_What you are asked to do_
Please restate the records below word for word, leaving out every picture.

_Records for the exercise_
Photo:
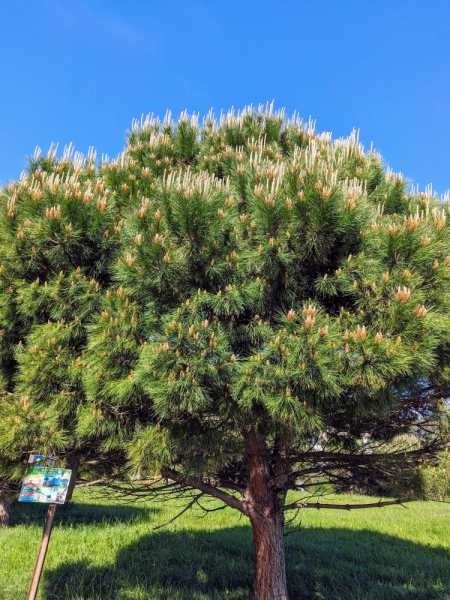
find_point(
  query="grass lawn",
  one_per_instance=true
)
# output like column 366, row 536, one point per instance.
column 102, row 552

_Answer space_
Photo:
find_point(
  query="grass lawn",
  one_per_instance=true
)
# output like column 366, row 536, one point per instance.
column 102, row 552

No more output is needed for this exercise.